What is being asked:
Return every line of the records below that contains the string "vine".
** Start of The input **
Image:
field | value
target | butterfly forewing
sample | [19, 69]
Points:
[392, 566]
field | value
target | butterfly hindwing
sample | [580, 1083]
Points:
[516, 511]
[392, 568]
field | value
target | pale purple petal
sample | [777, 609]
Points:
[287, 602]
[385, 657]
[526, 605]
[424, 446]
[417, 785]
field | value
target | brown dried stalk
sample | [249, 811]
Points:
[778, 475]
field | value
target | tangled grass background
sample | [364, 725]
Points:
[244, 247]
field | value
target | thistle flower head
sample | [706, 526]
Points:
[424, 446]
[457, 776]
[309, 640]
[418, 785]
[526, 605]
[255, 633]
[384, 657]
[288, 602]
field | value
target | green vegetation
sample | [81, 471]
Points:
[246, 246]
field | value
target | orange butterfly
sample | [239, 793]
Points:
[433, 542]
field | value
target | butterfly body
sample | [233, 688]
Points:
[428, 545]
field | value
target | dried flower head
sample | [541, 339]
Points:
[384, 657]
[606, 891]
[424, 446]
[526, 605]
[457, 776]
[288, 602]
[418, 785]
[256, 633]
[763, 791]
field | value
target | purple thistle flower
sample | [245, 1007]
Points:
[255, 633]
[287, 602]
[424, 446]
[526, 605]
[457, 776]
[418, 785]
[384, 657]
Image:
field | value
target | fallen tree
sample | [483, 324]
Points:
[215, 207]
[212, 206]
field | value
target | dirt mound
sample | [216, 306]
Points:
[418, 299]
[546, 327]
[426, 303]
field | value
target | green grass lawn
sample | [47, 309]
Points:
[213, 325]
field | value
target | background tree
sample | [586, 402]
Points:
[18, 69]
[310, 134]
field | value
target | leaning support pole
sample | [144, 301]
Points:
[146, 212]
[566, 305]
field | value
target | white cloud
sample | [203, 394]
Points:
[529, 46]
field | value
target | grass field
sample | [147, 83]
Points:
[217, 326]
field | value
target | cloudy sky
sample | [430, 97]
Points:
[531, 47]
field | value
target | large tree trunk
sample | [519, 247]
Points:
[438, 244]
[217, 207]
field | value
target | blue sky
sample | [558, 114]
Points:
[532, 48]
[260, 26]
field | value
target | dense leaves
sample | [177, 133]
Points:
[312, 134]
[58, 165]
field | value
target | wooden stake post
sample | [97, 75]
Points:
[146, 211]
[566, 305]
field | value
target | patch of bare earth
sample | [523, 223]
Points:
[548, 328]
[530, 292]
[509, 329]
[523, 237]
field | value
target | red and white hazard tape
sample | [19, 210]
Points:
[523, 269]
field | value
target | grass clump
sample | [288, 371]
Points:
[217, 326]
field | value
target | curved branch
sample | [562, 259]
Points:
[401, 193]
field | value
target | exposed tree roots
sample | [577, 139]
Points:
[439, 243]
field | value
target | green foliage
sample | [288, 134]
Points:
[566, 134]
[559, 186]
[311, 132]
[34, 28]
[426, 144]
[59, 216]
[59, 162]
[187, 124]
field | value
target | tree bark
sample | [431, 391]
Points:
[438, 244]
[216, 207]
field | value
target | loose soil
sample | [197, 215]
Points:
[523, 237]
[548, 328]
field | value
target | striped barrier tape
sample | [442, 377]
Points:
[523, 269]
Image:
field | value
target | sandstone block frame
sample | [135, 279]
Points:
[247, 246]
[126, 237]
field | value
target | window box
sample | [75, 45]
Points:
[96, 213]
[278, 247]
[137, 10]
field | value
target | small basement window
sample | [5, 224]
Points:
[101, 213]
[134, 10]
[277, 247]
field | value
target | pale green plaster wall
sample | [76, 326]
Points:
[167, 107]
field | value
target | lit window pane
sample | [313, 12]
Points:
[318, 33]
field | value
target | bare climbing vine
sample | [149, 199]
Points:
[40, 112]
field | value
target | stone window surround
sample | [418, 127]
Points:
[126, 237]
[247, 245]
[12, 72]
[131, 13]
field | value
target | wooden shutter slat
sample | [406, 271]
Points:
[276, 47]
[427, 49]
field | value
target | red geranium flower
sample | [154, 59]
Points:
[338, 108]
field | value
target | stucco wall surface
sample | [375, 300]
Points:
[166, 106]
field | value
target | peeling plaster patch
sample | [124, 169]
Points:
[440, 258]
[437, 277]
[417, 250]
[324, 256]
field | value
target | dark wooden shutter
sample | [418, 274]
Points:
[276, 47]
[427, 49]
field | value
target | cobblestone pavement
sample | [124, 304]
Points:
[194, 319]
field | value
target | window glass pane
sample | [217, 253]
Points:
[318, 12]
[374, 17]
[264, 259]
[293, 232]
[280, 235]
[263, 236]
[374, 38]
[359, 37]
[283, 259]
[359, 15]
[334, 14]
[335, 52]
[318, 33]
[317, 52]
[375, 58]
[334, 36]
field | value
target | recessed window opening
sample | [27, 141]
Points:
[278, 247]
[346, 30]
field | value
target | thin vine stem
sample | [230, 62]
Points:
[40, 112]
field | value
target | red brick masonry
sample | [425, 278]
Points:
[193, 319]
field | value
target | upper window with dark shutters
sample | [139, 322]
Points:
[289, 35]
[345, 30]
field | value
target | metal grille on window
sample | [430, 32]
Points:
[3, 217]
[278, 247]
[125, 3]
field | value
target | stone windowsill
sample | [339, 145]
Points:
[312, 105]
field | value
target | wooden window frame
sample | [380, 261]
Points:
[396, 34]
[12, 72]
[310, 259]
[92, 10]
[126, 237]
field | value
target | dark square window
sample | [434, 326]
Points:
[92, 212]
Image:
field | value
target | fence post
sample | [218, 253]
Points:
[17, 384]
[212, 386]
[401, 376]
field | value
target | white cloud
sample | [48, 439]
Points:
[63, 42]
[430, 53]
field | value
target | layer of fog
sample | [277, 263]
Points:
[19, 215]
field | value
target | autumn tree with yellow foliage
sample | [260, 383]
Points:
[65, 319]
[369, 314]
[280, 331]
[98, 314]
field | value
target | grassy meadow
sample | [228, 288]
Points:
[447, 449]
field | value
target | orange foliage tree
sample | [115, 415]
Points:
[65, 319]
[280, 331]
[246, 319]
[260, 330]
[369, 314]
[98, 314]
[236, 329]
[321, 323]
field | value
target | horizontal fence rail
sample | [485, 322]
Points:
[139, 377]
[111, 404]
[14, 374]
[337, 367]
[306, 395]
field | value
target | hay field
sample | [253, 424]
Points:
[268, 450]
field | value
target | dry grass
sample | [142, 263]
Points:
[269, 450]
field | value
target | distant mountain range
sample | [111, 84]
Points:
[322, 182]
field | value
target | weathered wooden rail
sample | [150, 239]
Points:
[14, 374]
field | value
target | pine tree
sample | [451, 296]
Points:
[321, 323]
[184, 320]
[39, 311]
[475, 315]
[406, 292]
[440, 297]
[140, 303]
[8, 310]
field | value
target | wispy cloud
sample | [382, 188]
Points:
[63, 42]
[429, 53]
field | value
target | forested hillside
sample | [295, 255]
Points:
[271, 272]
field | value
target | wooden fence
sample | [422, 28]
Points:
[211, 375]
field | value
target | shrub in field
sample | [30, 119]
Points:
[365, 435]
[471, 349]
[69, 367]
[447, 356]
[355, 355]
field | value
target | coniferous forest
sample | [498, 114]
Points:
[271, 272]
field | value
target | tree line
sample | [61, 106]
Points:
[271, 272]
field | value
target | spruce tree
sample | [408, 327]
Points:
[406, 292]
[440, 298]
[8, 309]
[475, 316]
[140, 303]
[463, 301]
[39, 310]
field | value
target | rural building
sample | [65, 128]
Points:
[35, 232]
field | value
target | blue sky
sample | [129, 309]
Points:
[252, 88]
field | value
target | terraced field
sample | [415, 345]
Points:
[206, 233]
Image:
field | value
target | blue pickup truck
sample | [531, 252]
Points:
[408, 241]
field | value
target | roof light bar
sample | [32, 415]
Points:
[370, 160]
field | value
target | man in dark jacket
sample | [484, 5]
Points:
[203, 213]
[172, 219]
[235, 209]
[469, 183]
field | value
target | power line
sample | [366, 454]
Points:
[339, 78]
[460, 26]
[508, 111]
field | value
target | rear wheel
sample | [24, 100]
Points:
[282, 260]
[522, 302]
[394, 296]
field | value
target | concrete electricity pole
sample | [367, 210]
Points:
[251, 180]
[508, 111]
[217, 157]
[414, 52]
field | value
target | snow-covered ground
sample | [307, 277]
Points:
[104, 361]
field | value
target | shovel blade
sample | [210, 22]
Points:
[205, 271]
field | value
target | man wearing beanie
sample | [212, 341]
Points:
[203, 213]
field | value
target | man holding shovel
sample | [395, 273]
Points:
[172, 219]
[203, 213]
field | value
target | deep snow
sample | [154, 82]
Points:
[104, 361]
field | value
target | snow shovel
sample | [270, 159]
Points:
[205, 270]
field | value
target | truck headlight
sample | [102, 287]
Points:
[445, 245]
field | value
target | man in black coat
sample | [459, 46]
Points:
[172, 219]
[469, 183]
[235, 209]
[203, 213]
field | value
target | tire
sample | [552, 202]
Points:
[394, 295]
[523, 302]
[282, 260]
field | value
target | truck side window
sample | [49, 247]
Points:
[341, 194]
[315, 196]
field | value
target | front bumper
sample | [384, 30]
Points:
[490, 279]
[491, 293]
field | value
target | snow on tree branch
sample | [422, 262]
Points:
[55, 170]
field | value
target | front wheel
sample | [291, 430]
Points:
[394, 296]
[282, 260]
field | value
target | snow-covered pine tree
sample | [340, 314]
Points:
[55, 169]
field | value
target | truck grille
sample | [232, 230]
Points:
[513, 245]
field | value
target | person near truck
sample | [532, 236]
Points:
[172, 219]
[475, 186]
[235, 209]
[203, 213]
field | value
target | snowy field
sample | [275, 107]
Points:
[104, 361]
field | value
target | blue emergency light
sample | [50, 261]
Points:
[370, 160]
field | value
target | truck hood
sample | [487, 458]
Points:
** End of The input **
Complete output:
target | bare climbing vine
target | thin vine stem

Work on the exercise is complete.